Re: [xmca] intersubjectivity, deception, perhaps also theory of mind

From: minati panda <pandam66 who-is-at gmail.com>
Date: Tue May 01 2007 - 13:00:41 PDT

Dear Paul, Michael, Anna and other colleagues,

Thanks a lot for the help. I found most of your instant comments/remarks
very helpful. Last week I posted some of my problems/querries on xmca. It
did not reach anybody. I tgought it reached everybody except me. Today I
found that it did not reach anybody.

Anna, I got the book issued yesterday and went through it quickly. It will,
indeed, help me a lot. I am, obviously, using discourse analysis technique
for analysing my ethnographic data. Children, here, both co-opearte and
compete with each other through employing different strategies. I see them
engaging in different levels of intersubjectivity, one of them being very
complex one where they use verbal and non-verbal stategies to misguide the
opponent so that the opponent gets distracted from attending to the most
critical part of the board game, at least for the next move. The players
maintain intersubjectivity through verbal means (frequently uttering ok,
fine, go ahead) and adher to the rules, but at the same time, they engage in
intense mind reading, employ verbal and non verbal strategies to misguide or
distract the other player. Can we call this a strong form of
intersubjectivity? Is it not much more than simple collaboration? One can
explain using the construct 'theory of mind'. But, if I want to reflect on
intersubjectivity, how would one look at it! One obviously deals with 2/3
concepts at a time.

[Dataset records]
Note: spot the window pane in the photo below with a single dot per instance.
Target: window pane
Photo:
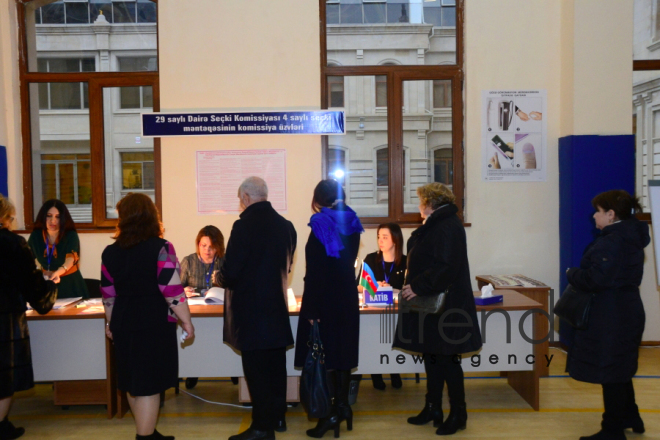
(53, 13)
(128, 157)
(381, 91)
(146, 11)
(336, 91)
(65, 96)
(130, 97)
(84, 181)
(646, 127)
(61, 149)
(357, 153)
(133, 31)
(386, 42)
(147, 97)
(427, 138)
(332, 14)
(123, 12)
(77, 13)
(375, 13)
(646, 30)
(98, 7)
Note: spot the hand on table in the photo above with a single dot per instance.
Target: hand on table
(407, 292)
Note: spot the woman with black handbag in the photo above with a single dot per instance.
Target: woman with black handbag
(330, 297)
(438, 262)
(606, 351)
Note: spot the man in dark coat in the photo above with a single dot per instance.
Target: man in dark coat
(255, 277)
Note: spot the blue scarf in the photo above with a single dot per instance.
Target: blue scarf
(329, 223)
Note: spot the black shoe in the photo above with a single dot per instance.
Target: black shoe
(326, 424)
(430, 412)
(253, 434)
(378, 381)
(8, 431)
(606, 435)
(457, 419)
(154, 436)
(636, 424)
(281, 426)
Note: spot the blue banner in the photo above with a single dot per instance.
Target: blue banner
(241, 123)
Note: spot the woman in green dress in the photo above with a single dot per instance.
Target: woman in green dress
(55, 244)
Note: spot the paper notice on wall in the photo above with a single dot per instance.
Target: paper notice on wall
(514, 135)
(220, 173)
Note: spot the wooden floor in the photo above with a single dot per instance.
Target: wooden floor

## Challenge 1
Quote the email on intersubjectivity from "From: minati panda" to "it did not reach anybody.".
## Challenge 2
In one to three sentences, say why the children in the email on intersubjectivity use verbal and non-verbal strategies against the opponent.

## Answer 1
From: minati panda <pandam66 who-is-at gmail.com>
Date: Tue May 01 2007 - 13:00:41 PDT

Dear Paul, Michael, Anna and other colleagues,

Thanks a lot for the help. I found most of your instant comments/remarks
very helpful. Last week I posted some of my problems/querries on xmca. It
did not reach anybody. I tgought it reached everybody except me. Today I
found that it did not reach anybody.

## Answer 2
The children use these strategies to misguide the opponent. The goal is to distract the opponent from the most critical part of the board game, at least for the next move.